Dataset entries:
-- Opening Marker --

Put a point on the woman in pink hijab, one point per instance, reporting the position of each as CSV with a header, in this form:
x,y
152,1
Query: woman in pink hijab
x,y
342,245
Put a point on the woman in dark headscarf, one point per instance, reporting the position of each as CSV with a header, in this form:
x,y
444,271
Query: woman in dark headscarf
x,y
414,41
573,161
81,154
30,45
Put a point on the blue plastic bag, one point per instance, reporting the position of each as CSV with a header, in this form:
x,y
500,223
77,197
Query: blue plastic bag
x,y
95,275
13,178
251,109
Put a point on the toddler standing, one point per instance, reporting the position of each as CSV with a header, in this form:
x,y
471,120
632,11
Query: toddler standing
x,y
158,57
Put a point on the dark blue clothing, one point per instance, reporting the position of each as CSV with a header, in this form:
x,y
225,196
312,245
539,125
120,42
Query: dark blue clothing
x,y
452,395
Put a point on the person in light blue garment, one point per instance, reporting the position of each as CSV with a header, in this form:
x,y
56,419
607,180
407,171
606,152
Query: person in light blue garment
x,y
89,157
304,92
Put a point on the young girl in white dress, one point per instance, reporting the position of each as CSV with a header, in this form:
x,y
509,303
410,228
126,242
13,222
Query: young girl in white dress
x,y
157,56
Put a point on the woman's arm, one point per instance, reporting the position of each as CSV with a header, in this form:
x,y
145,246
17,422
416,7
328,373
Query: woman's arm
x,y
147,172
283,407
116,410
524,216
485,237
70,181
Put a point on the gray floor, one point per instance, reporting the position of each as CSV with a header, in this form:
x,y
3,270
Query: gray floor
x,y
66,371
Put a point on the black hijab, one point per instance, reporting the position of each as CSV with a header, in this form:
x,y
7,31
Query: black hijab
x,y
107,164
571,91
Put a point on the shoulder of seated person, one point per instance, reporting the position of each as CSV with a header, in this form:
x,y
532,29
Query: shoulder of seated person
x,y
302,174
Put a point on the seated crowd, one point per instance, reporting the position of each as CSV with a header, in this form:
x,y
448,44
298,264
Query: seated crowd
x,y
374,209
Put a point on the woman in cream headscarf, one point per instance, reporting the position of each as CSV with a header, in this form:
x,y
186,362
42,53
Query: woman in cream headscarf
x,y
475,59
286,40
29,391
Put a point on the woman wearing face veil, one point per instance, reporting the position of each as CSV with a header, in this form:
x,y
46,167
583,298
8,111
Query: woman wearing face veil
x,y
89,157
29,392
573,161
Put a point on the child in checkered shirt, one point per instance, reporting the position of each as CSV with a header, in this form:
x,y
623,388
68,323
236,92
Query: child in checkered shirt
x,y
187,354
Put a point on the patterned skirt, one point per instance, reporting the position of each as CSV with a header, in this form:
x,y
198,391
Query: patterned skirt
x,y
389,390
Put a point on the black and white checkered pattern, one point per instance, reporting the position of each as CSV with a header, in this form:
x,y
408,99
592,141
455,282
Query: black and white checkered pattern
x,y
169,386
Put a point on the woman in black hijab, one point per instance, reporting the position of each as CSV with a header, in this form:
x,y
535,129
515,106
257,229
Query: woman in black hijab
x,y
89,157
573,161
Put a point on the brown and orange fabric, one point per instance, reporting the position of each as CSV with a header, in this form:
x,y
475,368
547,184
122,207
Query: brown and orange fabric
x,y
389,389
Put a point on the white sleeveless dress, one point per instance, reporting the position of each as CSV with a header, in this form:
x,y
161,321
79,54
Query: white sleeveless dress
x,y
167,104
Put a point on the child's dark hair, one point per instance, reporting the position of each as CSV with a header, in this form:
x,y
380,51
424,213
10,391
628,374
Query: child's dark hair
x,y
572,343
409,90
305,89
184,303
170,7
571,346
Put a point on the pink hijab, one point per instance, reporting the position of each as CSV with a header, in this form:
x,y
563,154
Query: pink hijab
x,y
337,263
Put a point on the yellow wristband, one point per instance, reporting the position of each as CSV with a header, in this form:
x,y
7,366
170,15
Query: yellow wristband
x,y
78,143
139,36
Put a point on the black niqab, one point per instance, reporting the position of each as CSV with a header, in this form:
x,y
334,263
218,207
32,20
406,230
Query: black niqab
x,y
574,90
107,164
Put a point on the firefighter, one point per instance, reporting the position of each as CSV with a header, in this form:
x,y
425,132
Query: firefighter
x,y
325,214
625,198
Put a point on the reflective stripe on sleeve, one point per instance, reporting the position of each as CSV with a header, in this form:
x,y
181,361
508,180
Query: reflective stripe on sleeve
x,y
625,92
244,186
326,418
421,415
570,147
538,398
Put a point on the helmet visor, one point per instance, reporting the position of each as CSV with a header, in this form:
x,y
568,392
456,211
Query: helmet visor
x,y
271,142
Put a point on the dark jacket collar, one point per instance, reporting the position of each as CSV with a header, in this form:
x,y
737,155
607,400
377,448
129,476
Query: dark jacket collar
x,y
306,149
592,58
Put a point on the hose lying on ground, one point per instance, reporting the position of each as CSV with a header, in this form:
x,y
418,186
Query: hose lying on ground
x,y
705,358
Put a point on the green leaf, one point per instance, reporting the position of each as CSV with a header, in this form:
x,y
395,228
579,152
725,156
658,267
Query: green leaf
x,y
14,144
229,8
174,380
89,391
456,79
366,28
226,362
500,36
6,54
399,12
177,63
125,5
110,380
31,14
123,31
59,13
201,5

-- Closing Marker --

# [TASK ITEM]
Each line from the one holding "Put a point on the green" to the end of the data above goes into the answer exactly as written, and no other line does.

# [WRITTEN RESPONSE]
Put a point on the green leaf, one point per instance, reporting the position of each as CSV with a header, in this form:
x,y
395,228
579,152
725,156
658,267
Query: green leaf
x,y
14,144
229,8
174,380
89,391
456,79
366,28
226,362
500,36
6,54
399,12
177,63
125,5
110,380
31,14
123,31
59,13
201,5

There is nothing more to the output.